= STATED TASK =
Retype the lines from the one with "Give the segmentation of every instance of the overcast" up to and including the one with "List every instance of the overcast sky here.", keeping every character as it is.

──────── RECORDS SUPPLIED

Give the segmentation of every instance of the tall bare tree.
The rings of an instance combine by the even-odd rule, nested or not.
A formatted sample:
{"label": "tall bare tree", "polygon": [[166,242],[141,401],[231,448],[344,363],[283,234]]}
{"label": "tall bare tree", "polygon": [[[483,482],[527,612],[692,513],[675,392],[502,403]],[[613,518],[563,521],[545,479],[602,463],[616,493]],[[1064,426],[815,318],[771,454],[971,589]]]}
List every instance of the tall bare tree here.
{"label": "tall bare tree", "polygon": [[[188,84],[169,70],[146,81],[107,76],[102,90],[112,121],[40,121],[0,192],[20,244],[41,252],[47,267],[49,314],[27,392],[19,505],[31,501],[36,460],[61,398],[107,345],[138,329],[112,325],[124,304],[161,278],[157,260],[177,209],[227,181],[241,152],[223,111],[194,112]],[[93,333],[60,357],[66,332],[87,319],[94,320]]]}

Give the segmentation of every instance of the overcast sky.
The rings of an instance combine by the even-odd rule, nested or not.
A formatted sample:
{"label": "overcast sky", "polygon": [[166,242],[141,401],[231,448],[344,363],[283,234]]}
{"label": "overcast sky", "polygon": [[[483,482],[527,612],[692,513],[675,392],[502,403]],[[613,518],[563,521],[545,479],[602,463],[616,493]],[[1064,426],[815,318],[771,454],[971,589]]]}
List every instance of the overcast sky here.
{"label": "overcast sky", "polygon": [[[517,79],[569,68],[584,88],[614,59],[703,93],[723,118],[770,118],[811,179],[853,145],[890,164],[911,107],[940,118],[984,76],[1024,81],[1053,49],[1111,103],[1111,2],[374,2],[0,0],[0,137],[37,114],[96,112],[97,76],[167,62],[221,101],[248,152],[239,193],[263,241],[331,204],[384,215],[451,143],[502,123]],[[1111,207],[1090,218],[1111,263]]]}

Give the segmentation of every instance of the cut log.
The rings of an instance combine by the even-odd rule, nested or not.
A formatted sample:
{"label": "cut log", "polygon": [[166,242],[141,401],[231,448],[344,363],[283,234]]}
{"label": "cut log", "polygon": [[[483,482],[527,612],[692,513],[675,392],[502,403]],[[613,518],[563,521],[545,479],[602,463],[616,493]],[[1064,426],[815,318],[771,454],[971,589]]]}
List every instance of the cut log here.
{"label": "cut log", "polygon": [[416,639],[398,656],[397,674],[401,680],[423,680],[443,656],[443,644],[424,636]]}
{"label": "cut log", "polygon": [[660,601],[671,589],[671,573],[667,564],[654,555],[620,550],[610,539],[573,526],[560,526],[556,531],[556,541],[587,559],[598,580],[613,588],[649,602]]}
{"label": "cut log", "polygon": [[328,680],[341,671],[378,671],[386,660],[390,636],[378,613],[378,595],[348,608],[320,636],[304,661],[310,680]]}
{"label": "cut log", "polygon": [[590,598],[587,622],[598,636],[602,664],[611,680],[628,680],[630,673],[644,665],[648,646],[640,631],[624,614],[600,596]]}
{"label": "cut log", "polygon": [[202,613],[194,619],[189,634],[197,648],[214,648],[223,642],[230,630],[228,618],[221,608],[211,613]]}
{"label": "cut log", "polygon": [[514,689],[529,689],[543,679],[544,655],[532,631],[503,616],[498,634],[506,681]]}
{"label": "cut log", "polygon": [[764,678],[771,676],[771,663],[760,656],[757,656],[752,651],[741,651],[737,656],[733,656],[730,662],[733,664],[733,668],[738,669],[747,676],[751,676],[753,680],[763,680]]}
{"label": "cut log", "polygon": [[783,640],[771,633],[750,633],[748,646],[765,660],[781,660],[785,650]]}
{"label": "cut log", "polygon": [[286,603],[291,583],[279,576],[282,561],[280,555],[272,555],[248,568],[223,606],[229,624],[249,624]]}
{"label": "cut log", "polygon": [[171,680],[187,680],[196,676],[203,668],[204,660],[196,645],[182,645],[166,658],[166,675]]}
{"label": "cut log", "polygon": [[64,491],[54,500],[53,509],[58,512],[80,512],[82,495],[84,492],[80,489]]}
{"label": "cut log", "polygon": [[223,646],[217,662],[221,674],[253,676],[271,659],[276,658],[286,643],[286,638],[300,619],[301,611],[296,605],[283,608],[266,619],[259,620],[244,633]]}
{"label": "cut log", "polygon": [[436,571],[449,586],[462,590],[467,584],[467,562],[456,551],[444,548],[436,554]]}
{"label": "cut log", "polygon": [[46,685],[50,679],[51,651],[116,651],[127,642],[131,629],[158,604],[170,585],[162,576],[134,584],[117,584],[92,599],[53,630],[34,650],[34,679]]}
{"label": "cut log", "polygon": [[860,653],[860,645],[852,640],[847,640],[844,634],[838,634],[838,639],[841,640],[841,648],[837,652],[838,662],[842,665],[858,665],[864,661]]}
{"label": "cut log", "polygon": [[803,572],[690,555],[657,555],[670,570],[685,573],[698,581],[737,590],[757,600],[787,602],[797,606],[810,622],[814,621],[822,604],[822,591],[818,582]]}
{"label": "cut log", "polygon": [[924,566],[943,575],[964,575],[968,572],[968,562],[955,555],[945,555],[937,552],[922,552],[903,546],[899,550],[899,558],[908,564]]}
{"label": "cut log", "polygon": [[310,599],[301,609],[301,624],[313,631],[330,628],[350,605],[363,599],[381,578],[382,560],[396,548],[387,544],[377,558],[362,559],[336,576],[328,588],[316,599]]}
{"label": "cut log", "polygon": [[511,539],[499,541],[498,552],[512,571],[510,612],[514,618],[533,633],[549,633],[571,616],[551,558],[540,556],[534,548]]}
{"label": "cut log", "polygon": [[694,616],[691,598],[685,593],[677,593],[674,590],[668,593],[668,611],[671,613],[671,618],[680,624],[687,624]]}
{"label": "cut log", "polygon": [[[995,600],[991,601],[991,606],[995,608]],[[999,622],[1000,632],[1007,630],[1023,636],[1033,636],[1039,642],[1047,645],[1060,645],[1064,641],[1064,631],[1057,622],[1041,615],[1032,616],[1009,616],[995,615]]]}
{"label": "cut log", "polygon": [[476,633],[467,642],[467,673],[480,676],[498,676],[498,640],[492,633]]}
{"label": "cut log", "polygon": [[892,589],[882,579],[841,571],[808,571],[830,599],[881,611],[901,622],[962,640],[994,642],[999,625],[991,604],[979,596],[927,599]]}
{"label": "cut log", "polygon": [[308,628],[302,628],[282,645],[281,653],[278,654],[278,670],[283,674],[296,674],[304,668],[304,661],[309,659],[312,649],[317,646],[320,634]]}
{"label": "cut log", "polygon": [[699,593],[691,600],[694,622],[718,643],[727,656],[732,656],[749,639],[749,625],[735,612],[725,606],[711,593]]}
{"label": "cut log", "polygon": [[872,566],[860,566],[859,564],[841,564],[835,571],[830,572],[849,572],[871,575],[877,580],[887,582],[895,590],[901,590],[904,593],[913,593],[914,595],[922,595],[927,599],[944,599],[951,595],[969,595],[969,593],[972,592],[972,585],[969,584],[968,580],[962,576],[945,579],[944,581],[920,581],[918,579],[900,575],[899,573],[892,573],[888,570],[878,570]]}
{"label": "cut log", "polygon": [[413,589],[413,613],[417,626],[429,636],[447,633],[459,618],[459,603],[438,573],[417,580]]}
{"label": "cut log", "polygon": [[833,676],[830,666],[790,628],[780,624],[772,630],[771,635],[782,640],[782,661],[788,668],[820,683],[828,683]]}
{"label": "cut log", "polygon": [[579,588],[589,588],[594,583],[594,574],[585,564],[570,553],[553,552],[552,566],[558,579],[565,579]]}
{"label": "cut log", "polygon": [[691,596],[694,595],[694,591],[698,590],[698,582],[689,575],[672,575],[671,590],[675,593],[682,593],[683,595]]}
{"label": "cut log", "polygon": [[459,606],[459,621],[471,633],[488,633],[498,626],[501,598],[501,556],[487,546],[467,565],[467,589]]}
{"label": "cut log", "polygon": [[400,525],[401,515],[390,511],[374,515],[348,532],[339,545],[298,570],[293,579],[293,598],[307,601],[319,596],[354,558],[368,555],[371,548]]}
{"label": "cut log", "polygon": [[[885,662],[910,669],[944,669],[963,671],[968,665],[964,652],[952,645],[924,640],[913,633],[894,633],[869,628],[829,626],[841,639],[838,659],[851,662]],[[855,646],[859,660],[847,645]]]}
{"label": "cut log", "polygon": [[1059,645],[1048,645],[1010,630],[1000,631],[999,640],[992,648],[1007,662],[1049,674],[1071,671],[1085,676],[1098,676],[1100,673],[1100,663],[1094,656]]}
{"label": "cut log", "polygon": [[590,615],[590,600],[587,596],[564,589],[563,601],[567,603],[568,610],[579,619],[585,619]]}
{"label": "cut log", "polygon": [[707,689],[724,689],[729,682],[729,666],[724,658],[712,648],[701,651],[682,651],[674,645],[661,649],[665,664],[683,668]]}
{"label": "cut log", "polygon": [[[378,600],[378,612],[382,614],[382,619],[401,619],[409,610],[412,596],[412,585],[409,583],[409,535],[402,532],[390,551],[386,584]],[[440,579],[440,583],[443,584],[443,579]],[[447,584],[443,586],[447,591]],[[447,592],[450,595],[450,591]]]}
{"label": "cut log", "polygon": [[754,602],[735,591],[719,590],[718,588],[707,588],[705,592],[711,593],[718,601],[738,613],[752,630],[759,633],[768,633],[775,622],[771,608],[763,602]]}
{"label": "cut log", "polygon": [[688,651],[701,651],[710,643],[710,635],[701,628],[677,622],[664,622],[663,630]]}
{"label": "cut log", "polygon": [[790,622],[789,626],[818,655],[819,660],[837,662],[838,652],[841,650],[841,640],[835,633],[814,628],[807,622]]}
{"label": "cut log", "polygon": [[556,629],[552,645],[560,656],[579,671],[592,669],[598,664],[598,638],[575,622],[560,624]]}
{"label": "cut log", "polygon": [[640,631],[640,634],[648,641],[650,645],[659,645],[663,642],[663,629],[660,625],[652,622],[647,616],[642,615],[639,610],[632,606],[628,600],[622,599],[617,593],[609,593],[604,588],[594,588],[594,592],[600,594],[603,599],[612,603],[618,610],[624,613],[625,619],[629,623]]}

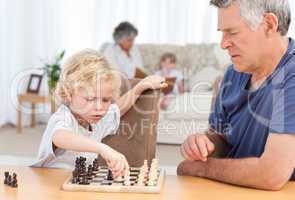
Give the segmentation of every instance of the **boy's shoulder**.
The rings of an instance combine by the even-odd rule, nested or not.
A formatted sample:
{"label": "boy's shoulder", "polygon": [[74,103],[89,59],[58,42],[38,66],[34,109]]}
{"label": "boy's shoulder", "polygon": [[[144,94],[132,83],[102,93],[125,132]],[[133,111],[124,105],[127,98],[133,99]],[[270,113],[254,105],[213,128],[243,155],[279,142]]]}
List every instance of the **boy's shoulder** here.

────────────────

= FINISHED TASK =
Give the segmentation of every instance of the overcast sky.
The rings of an instance combine by the even-odd rule, nested or not.
A formatted sample:
{"label": "overcast sky", "polygon": [[166,242],[141,401],[231,448],[344,363],[283,234]]}
{"label": "overcast sky", "polygon": [[[483,482],[527,612],[692,513],[675,392],[502,403]],[[613,518],[563,521],[545,479],[602,463],[616,493]],[[1064,426],[815,318],[771,454],[971,589]]]}
List every instance of the overcast sky here.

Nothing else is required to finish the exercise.